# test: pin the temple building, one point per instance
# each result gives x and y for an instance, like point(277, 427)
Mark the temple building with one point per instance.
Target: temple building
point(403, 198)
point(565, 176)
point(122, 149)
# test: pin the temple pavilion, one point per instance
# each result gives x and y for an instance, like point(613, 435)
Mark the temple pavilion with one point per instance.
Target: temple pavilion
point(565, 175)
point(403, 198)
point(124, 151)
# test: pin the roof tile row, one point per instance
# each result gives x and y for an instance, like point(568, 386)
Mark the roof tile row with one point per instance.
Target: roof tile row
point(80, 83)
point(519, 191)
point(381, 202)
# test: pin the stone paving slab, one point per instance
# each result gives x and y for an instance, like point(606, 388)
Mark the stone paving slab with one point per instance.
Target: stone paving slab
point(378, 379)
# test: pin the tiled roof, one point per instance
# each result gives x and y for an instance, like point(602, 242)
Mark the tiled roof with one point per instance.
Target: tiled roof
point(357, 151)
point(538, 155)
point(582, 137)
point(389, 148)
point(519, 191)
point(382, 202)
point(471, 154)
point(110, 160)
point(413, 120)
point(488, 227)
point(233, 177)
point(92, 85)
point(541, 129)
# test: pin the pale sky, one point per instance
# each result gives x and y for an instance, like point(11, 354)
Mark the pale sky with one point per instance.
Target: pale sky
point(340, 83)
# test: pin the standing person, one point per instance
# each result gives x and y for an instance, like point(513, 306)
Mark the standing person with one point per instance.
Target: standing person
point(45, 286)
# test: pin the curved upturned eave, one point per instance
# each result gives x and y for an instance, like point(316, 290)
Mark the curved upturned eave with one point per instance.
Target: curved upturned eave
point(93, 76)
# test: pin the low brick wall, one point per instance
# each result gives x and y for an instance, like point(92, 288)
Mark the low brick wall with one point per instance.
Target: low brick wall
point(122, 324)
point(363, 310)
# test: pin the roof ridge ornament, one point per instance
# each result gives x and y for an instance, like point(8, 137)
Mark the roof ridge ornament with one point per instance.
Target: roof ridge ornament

▬▬▬▬▬▬

- Instruction
Lay out every line of the entries above as a Markdown table with the columns Number and Text, numbering the rows and leaving out blank lines.

- Correct response
| Number | Text |
|---|---|
| 1 | # test: pin the temple building, one point per instance |
| 2 | # each result gives x and y for an instance, like point(277, 427) |
| 3 | Mark the temple building with one point per instance. |
| 4 | Target: temple building |
| 5 | point(403, 198) |
| 6 | point(565, 176) |
| 7 | point(122, 149) |
| 8 | # test: pin the temple pavilion, one point per instance |
| 9 | # each result gives x and y for an instance, like point(613, 435) |
| 10 | Mark the temple pavilion with one point per instance. |
| 11 | Target: temple pavilion |
| 12 | point(565, 175) |
| 13 | point(403, 198) |
| 14 | point(124, 151) |
| 15 | # test: pin the roof tile row, one point per instance |
| 16 | # each result gives x and y for an instance, like point(568, 386) |
| 17 | Mark the roof tile row with one point per instance. |
| 18 | Target: roof tile row |
| 19 | point(80, 83) |
| 20 | point(519, 191) |
| 21 | point(381, 202) |
| 22 | # test: pin the stone paving slab, one point per instance |
| 23 | # each result gives x and y for an instance, like point(606, 388) |
| 24 | Mark the stone paving slab with one point per instance. |
| 25 | Target: stone paving slab |
| 26 | point(378, 379) |
| 27 | # test: pin the tiled roof, one point per instance |
| 28 | # each result gives x and y for an instance, like point(602, 242) |
| 29 | Mark the tiled roof with one point per instance. |
| 30 | Target: tiled roof |
| 31 | point(357, 151) |
| 32 | point(538, 155) |
| 33 | point(582, 137) |
| 34 | point(389, 148) |
| 35 | point(519, 191) |
| 36 | point(382, 202) |
| 37 | point(471, 154) |
| 38 | point(110, 160) |
| 39 | point(413, 120) |
| 40 | point(488, 227) |
| 41 | point(233, 177) |
| 42 | point(92, 85) |
| 43 | point(541, 129) |
| 44 | # test: pin the pale sky, one point per instance |
| 45 | # each result gives x and y for an instance, like point(11, 354) |
| 46 | Mark the pale sky with one point per instance. |
| 47 | Target: pale sky |
| 48 | point(340, 83) |
| 49 | # test: pin the standing person, one point per instance |
| 50 | # each result gives x and y for an instance, like point(513, 306) |
| 51 | Mark the standing person with one point per instance. |
| 52 | Target: standing person |
| 53 | point(45, 286) |
| 54 | # test: pin the curved upturned eave, one point per instance |
| 55 | # each result gives x and y for an instance, like point(316, 290) |
| 56 | Mark the curved upturned eave with one point per instance. |
| 57 | Target: curved upturned eave |
| 58 | point(93, 76) |
| 59 | # test: pin the low brick wall, one point per instance |
| 60 | # each result gives x and y for an instance, like point(92, 288) |
| 61 | Mark the low brick wall with one point per instance. |
| 62 | Target: low brick wall |
| 63 | point(122, 324) |
| 64 | point(363, 310) |
| 65 | # test: pin the roof ridge ornament, one point per instance |
| 66 | # each result gives x and y for an instance, like point(8, 137) |
| 67 | Mark the roof ridge ornament with one point per instance. |
| 68 | Target: roof ridge ornament |